━━━ EXCERPT PROVIDED ━━━

Indicators of a sixth Sa’ada war on the rise [Archives:2008/1190/Local News]

September 15 2008

Mohammed Bin Sallam
SA'ADA, Sept. 14 ) Houthi field leaders have repeated their strong denunciation of an official media campaign, launched by senior government officials over the past few days against their followers.

Houthis' representative Sheikh Saleh Habra told various media outlets that the hostile campaign implies that the regime is plotting to breach the Doha-brokered ceasefire agreement, which the government and Houthis signed last February. “This is the same behavior followed by the government ahead of the fifth Sa'ada war,” Habra went on to say.

He added that there is strong evidence against several local and international personalities that they oppose peace and stability in the Sa'ada governorate. “These people want to achieve their own objectives,” Habra noted. “The government hurriedly recruits thousands of tribesmen and provides money and arms to tribal leaders in an unprecedented way.”

Habra urged those whom he described as “wise and judicious patriots” to advise the government to return to the right path, and not to lead the war-ravaged governorate into a sixth war, bound to kill any remaining citizens and destroy any remaining property.

Deputy Prime Minister for Defense and Security Affairs Rashad Al-Alimi holds Houthi followers accountable for hindering peace efforts in the various areas affected by the four-year fighting between the army and Houthis, adding that they don't cooperate with efforts aimed at enhancing security and stability in their areas.

Al-Alimi confirmed that Houthis have refused to abandon their mountaintop positions, which is why the government doesn't remain committed to the other terms contained in ceasefire agreement.

During his visit to the Sa'ada governorate last Monday, the fourth of its kind since the war first broke out between the army and Houthis in June 2004, Al-Alimi, who is also Chairman of the Supreme Security Committee, threatened to stop all the efforts to reconstruct affected areas and compensate citizens whose property was damaged during the fighting, if Houthis were not receptive to these efforts.

Living conditions of displaced residents in the various Sa'ada areas continue to worsen as a result of poor medical services and frequent power cuts due to a lack of the diesel supplies needed by power generators.

Residents of war-affected areas are awaiting billions of Yemeni Riyals, which have been allocated to fund health and electricity projects.

━━━ DATA SHOWN ━━━

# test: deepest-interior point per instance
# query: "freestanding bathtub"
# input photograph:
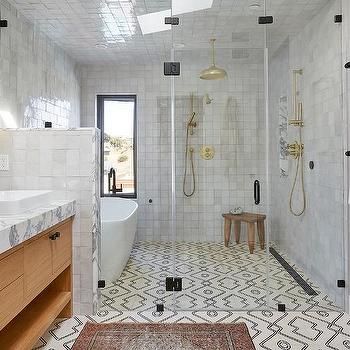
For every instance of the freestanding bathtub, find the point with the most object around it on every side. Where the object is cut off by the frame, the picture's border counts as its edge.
(119, 220)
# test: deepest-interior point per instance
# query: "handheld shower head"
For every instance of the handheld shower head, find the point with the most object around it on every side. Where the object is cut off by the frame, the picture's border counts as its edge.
(208, 100)
(192, 117)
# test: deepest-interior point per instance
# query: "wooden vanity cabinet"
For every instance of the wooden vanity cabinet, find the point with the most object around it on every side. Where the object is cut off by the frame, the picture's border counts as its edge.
(35, 286)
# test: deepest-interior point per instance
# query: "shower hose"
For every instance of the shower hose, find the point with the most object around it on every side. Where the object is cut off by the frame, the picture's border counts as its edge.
(189, 150)
(299, 168)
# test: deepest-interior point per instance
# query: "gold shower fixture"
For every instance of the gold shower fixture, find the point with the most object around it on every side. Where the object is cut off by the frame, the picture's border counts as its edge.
(297, 119)
(213, 72)
(296, 149)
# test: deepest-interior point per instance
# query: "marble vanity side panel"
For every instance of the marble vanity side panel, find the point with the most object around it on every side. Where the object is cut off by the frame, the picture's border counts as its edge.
(5, 148)
(64, 160)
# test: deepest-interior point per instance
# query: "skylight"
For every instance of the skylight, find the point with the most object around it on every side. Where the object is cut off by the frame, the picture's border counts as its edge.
(155, 22)
(185, 6)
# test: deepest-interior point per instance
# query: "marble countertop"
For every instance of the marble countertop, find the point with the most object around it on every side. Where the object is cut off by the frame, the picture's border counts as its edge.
(16, 229)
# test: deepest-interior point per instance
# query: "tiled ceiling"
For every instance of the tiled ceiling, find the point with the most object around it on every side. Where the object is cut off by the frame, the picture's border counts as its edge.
(107, 31)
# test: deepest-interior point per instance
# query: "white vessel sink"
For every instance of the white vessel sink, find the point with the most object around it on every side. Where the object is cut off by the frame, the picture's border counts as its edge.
(16, 202)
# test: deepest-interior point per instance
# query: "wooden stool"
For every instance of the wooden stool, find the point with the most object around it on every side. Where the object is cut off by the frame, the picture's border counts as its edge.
(250, 219)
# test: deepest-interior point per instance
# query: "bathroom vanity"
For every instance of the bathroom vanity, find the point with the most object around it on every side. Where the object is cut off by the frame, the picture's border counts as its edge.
(35, 273)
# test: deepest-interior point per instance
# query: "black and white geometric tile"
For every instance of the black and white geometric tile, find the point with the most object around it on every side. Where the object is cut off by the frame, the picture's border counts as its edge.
(215, 279)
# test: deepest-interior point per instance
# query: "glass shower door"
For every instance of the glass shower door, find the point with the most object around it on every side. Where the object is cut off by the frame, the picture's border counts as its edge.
(306, 163)
(219, 155)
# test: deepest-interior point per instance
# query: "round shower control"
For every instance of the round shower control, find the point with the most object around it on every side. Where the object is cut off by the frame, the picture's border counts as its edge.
(207, 152)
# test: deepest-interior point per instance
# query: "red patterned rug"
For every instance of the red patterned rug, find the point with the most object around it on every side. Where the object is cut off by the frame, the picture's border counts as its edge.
(141, 336)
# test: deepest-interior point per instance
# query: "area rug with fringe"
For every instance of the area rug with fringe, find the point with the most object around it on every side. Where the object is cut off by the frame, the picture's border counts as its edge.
(154, 336)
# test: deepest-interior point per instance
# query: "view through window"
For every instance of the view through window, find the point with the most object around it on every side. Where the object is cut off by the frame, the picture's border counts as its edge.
(116, 119)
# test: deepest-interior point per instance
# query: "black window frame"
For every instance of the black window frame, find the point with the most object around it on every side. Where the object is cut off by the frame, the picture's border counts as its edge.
(100, 124)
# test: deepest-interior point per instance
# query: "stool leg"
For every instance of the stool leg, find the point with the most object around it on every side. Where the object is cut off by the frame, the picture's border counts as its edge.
(261, 233)
(237, 228)
(251, 236)
(227, 231)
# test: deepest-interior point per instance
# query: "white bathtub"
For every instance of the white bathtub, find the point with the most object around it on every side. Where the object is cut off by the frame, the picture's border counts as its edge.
(119, 220)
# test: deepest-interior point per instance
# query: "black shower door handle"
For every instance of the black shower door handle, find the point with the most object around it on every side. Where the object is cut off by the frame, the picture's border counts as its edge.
(257, 192)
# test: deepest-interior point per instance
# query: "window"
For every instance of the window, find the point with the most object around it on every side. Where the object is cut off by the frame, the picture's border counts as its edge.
(116, 118)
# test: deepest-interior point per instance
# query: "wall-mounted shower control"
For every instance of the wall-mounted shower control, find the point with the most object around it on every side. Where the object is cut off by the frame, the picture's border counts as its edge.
(207, 152)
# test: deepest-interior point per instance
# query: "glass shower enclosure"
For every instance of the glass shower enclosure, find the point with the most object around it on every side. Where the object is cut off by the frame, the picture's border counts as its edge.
(241, 171)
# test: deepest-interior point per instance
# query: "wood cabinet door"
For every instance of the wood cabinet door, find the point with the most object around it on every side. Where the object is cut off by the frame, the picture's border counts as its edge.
(37, 265)
(62, 247)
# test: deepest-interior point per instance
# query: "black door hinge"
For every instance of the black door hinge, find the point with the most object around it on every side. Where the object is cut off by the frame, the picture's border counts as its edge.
(171, 68)
(101, 284)
(174, 21)
(173, 284)
(341, 283)
(265, 20)
(281, 307)
(338, 19)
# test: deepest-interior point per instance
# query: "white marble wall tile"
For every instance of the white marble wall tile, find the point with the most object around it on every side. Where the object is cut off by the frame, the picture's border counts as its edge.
(39, 81)
(53, 162)
(315, 240)
(230, 124)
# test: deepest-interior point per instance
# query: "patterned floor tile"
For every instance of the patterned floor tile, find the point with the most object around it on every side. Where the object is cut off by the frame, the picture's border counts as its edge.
(214, 277)
(218, 281)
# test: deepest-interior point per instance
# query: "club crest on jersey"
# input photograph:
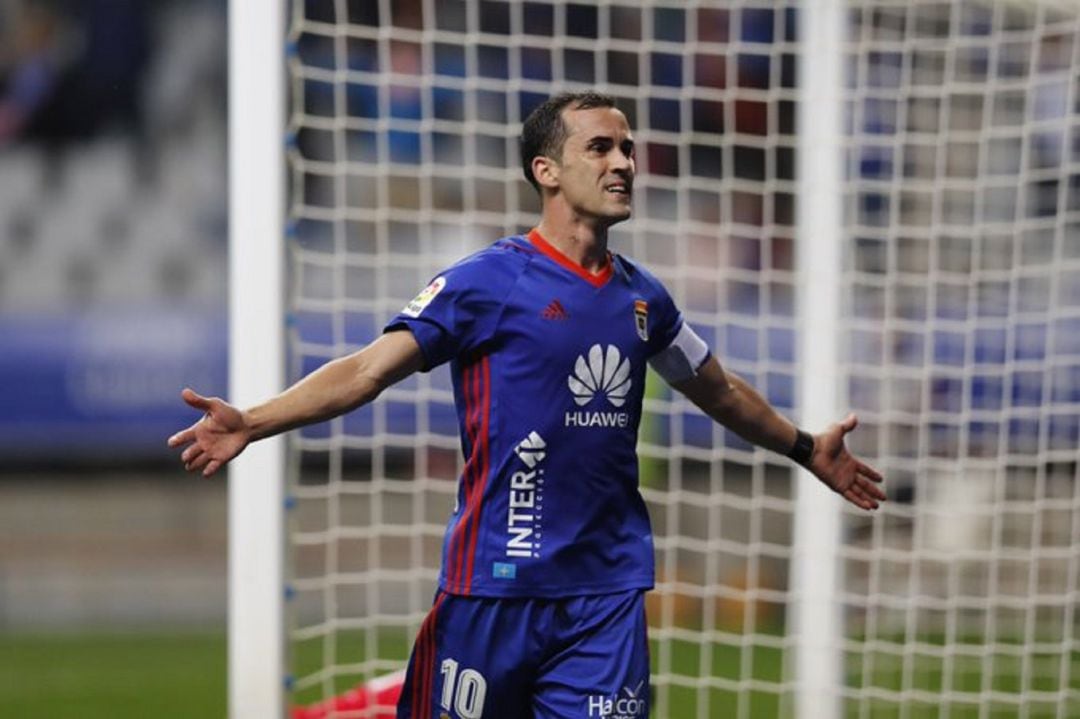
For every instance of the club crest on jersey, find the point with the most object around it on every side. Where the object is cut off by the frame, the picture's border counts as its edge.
(642, 319)
(423, 299)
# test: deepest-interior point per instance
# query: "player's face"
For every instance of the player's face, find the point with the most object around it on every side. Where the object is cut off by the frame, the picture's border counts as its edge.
(596, 172)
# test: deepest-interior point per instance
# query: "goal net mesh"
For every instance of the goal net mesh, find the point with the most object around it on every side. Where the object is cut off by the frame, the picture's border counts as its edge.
(961, 317)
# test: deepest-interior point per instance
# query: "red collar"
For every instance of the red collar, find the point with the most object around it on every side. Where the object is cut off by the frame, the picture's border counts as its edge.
(597, 280)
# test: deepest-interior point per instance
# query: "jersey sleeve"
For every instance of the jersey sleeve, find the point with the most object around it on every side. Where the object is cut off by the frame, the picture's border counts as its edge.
(678, 352)
(456, 313)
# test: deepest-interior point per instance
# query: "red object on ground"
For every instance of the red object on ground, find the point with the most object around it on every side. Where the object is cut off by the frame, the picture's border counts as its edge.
(372, 700)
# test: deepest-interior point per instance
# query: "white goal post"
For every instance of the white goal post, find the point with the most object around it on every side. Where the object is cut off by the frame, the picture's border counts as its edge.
(922, 269)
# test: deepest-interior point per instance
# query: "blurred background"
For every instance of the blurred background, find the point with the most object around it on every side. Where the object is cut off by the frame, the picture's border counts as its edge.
(962, 261)
(112, 271)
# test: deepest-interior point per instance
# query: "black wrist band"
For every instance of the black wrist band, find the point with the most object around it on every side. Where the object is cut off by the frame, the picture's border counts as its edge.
(802, 449)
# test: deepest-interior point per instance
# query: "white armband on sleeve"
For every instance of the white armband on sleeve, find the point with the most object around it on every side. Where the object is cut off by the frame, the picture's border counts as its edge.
(682, 358)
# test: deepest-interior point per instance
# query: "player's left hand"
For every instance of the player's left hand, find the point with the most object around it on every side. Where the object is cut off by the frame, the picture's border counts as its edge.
(831, 461)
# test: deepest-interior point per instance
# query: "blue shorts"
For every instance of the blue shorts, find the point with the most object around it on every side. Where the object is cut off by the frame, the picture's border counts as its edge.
(480, 658)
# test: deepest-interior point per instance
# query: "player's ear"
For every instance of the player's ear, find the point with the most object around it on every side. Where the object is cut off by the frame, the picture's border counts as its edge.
(545, 171)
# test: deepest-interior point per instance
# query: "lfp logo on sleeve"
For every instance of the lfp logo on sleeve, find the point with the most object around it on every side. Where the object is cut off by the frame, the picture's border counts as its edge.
(423, 299)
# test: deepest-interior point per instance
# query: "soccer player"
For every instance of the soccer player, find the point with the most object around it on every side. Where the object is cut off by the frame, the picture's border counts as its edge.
(540, 608)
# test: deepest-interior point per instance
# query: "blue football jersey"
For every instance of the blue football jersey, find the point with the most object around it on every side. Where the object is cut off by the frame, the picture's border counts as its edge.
(549, 366)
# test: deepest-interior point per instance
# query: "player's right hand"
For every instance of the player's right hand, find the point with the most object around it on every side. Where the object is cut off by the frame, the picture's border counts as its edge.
(214, 439)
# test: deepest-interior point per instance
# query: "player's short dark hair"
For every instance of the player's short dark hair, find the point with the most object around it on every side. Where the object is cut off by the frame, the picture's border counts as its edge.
(544, 133)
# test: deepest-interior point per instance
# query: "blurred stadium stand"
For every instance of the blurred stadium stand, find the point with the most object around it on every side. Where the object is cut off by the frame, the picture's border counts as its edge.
(112, 297)
(112, 218)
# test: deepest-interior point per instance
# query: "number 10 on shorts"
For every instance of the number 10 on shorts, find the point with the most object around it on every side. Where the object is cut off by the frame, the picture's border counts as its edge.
(462, 692)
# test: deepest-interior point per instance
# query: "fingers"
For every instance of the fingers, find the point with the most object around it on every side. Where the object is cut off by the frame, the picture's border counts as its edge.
(196, 399)
(190, 453)
(858, 496)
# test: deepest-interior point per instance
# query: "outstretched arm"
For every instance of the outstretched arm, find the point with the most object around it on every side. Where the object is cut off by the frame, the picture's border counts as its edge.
(734, 404)
(334, 389)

━━━

WORK TASK A | Reproduce the Sa'ada news report verbatim, everything from "Habra urged those" down to "any remaining property.".
WORK TASK B |
Answer these questions using the Sa'ada news report:
(i) Who is named as the Houthis' representative?
(ii) In what month and year did the war between the army and Houthis first break out?
(iii) A shortage of what causes the frequent power cuts affecting displaced residents?
The point localization data is not needed for these tasks.

RESPONSE A |
Habra urged those whom he described as “wise and judicious patriots” to advise the government to return to the right path, and not to lead the war-ravaged governorate into a sixth war, bound to kill any remaining citizens and destroy any remaining property.

RESPONSE B |
(i) Sheikh Saleh Habra
(ii) June 2004
(iii) Diesel supplies needed by power generators